==== Extrait de texte

Le ministre fédéral de l'Immigration, des Réfugiés et de la Citoyenneté, Sean Fraser.
Le ministre fédéral de l'Immigration, des Réfugiés et de la Citoyenneté, Sean Fraser. Photo: Archives, Adrian Wyld/La Presse canadienne

François Legault a laissé entendre mercredi que les seuils d’immigration pourraient être revus à la hausse si son gouvernement parvenait à accueillir plus de francophones. Cela pourrait néanmoins poser un enjeu dans la préservation de la part de Québécois dans le Canada.

Des experts considèrent que le nouveau seuil d’immigration du gouvernement fédéral, qui souhaite accueillir 500 000 nouveaux résidents permanents en 2025, est un danger tant pour la protection du français que pour le poids démographique du Québec au sein du Canada. À titre comparatif, la cible d’immigration avait été fixée à 431 000 au Canada en 2022. En 2023 et en 2024, les seuils d’immigration seront de 465 000 et 485 000 nouveaux arrivants. 

Cette politique d’immigration entraîne «l’accélération de [la] minorisation démographique [du Québec] au sein du Canada», conclut l’économiste Pierre Fortin, professeur à l’Université du Québec à Montréal (UQAM), dans un rapport remis en 2022 au ministère de l’Immigration, de la Francisation et de l’Intégration du Québec (MIFI).

En outre, il croit que «la perte de contrôle de sa politique d’immigration permanente, et le risque d’un recul important de la francisation de sa
population immigrante» seraient inévitables.

C’est d’ailleurs un des constats qui pousse le premier ministre François Legault à affirmer «qu’actuellement, il y a une baisse chaque année du pourcentage de Québécois qui parlent français. Il faut trouver le moyen, dans les 50 000, d’en avoir plus qui parlent français. Une fois qu’on aura atteint cet objectif-là, bien, on pourra se [demander]: est-ce que c’est possible d’accueillir plus d’immigrants francophones?»

Le double du seuil de la CAQ

Selon l’accord entre Ottawa et Québec, la part de nouveaux arrivants accueillis par la province au sein des 500 000 visés par le fédéral devrait être égale à son poids démographique dans le Canada.

«Si les accords étaient appliqués à la lettre, le gouvernement devrait en recevoir environ 110 000. La métropole en accueille habituellement 80%, donc [elle] devrait en avoir 88 000», évalue Brahim Boudarbat, économiste et spécialiste de l’intégration des immigrants au marché du travail au sein de l’Université de Montréal (UdeM).

========

• Consigne: Change « Ottawa » en « le gouvernement fédéral » dans l'article sur les seuils d'immigration, puis recopie tout ce qui va de « Selon l’accord entre » jusqu'à « de Montréal (UdeM). ».

==== Données fournies

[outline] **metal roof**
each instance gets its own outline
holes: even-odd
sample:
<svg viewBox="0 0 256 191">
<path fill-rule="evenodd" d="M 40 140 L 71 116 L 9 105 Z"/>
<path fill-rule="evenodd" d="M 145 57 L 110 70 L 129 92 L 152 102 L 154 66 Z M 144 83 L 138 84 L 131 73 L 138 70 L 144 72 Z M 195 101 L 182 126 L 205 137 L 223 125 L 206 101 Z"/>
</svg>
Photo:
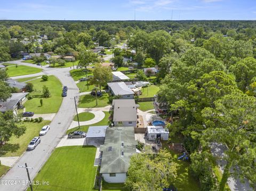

========

• Résultat final:
Selon l’accord entre le gouvernement fédéral et Québec, la part de nouveaux arrivants accueillis par la province au sein des 500 000 visés par le fédéral devrait être égale à son poids démographique dans le Canada.

«Si les accords étaient appliqués à la lettre, le gouvernement devrait en recevoir environ 110 000. La métropole en accueille habituellement 80%, donc [elle] devrait en avoir 88 000», évalue Brahim Boudarbat, économiste et spécialiste de l’intégration des immigrants au marché du travail au sein de l’Université de Montréal (UdeM).